____ RAW RECORDS
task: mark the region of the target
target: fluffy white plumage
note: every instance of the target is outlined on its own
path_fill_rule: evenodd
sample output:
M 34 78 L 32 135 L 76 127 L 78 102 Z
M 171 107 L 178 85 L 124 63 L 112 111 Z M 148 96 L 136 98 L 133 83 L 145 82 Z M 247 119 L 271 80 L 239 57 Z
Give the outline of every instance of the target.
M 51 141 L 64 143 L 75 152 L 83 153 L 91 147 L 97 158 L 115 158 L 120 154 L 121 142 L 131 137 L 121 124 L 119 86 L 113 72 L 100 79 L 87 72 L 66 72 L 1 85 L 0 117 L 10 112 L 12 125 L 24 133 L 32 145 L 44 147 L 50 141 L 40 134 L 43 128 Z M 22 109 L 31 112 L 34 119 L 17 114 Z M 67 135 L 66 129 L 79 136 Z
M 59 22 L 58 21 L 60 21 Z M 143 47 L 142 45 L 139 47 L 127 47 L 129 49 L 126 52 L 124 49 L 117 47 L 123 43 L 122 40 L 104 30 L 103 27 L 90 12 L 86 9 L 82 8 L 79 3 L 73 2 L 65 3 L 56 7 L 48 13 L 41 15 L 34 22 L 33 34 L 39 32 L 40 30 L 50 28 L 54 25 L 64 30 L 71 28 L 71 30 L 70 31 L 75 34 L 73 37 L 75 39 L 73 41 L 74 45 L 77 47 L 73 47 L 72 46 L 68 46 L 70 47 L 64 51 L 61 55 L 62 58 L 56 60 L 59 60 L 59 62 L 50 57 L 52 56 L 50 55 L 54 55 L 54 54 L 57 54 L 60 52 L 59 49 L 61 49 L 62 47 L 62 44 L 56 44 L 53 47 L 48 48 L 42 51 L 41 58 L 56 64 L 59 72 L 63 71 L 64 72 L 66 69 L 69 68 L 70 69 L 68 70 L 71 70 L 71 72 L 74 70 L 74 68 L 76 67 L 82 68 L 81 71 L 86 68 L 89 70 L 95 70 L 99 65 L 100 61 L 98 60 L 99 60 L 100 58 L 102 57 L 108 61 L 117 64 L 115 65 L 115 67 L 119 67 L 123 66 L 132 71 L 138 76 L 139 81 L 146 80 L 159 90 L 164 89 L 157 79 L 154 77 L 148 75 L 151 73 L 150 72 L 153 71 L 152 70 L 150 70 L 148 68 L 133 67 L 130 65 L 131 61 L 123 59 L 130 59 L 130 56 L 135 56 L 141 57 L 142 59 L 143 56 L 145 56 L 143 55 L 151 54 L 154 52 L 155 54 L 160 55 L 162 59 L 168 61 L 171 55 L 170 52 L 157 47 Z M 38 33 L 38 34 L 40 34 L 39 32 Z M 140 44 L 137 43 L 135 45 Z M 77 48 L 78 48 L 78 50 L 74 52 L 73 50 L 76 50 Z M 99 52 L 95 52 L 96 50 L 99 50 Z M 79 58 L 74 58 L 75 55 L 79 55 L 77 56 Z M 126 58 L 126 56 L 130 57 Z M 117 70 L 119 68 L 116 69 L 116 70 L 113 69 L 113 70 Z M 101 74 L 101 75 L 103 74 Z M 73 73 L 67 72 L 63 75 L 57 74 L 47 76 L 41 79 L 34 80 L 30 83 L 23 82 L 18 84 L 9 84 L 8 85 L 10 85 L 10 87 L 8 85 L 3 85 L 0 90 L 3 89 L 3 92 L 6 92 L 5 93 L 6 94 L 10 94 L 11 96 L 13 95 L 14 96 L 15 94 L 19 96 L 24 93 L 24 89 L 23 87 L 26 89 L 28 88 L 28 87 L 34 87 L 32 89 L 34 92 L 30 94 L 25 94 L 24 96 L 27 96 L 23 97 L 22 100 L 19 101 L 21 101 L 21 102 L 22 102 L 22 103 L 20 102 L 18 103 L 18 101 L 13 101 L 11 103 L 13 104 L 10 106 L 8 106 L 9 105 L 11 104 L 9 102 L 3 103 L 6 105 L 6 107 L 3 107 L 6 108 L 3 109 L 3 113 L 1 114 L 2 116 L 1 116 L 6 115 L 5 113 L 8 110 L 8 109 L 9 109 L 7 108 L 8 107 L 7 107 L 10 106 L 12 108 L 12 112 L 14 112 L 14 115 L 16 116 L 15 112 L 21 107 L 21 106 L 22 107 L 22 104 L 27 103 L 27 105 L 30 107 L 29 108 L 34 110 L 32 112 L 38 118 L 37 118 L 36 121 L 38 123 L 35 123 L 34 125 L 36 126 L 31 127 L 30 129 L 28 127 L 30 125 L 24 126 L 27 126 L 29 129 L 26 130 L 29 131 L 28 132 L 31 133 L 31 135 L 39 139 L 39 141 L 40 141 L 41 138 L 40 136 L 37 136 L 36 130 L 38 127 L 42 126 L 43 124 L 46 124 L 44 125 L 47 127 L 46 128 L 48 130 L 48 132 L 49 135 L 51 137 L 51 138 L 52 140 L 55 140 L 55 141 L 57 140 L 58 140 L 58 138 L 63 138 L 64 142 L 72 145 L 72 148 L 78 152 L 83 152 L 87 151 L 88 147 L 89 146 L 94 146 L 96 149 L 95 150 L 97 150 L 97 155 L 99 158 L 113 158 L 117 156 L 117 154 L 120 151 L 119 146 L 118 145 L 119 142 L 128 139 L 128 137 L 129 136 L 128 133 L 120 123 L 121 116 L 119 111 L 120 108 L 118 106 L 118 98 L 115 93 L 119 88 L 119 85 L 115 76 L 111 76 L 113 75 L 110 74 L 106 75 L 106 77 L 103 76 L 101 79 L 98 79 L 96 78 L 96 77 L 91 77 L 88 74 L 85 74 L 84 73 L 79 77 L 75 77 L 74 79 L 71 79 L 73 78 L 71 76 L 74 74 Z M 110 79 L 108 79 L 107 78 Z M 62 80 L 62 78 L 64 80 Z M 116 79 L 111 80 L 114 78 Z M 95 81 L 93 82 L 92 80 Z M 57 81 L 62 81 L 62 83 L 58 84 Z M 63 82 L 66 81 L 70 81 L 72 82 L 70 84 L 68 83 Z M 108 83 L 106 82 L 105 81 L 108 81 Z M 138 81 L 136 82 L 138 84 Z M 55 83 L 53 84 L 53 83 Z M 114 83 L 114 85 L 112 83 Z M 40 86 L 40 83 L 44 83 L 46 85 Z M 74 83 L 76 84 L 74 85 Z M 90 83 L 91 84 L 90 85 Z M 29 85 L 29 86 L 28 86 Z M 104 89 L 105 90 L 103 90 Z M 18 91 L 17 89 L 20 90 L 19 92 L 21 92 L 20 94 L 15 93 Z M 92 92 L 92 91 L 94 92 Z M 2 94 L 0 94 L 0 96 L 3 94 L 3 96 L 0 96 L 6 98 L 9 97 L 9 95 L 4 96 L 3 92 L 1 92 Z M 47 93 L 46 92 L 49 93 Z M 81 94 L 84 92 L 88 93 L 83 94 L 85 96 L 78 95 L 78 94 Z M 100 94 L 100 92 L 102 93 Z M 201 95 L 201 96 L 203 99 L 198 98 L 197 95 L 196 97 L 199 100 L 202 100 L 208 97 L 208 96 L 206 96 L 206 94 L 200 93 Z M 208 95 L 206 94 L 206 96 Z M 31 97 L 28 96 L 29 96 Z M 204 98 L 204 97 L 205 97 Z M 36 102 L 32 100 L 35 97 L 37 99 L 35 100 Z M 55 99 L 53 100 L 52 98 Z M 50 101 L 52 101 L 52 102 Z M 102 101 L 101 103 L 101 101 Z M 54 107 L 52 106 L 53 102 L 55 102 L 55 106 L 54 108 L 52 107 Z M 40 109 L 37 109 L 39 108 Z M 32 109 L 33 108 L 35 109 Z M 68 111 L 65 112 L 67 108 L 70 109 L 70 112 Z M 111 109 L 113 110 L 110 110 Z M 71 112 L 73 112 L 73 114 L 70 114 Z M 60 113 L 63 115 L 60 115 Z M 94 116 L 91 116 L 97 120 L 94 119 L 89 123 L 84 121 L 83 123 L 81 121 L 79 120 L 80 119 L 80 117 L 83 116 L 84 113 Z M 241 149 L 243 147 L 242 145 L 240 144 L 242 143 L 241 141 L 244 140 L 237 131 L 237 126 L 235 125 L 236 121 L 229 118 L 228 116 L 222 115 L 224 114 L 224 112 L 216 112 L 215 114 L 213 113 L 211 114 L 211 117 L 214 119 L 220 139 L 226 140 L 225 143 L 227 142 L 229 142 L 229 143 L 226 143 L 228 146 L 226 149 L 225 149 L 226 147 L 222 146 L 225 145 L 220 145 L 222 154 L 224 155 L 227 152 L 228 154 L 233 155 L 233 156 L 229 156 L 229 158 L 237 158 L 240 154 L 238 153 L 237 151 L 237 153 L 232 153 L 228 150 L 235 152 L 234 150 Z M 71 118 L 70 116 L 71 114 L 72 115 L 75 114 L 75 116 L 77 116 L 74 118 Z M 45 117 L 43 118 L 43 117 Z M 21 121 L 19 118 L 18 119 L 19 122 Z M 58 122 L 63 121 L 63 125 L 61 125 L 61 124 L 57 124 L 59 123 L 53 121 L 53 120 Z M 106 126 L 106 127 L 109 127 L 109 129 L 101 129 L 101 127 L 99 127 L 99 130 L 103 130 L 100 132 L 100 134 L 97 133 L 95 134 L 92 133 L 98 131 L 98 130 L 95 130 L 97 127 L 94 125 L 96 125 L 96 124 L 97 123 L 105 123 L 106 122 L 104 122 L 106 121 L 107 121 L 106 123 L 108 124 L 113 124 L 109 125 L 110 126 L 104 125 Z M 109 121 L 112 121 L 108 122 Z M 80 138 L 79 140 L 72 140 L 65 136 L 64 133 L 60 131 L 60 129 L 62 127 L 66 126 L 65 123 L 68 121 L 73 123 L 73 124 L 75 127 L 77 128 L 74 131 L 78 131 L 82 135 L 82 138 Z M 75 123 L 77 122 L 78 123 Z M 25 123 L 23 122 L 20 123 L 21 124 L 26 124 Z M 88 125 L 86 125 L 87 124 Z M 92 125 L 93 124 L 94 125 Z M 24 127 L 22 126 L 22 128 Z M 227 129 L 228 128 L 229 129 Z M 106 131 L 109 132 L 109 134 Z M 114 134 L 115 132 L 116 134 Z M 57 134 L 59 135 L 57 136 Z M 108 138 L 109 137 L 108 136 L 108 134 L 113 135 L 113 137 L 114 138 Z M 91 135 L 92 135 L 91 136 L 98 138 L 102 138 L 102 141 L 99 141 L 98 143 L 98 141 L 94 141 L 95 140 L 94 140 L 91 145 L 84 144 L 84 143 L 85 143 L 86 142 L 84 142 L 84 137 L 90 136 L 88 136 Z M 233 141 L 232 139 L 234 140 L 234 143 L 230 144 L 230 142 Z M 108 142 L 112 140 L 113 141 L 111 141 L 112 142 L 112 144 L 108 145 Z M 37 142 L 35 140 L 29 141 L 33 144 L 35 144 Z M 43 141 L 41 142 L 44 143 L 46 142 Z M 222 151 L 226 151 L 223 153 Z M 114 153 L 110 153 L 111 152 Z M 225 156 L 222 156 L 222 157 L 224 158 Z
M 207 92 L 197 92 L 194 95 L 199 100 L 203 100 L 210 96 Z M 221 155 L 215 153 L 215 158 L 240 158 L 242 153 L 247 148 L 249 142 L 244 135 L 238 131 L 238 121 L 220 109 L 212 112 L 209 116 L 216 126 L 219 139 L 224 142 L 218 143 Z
________
WRITTEN EXERCISE:
Please reproduce the rows from the very beginning through the line containing "Give the outline", substituting "glossy black feathers" for "fluffy white plumage" and changing nothing else. Return only those lines.

ANSWER FOR THE TASK:
task: mark the region of the target
target: glossy black feathers
note: every instance of the target is outlined on its own
path_fill_rule: evenodd
sample output:
M 34 78 L 32 135 L 76 127 L 78 102 Z
M 171 107 L 178 85 L 124 63 L 112 111 Z M 148 96 L 136 98 L 133 83 L 145 82 Z M 247 119 L 271 80 L 239 57 Z
Give the outline of every instance of the target.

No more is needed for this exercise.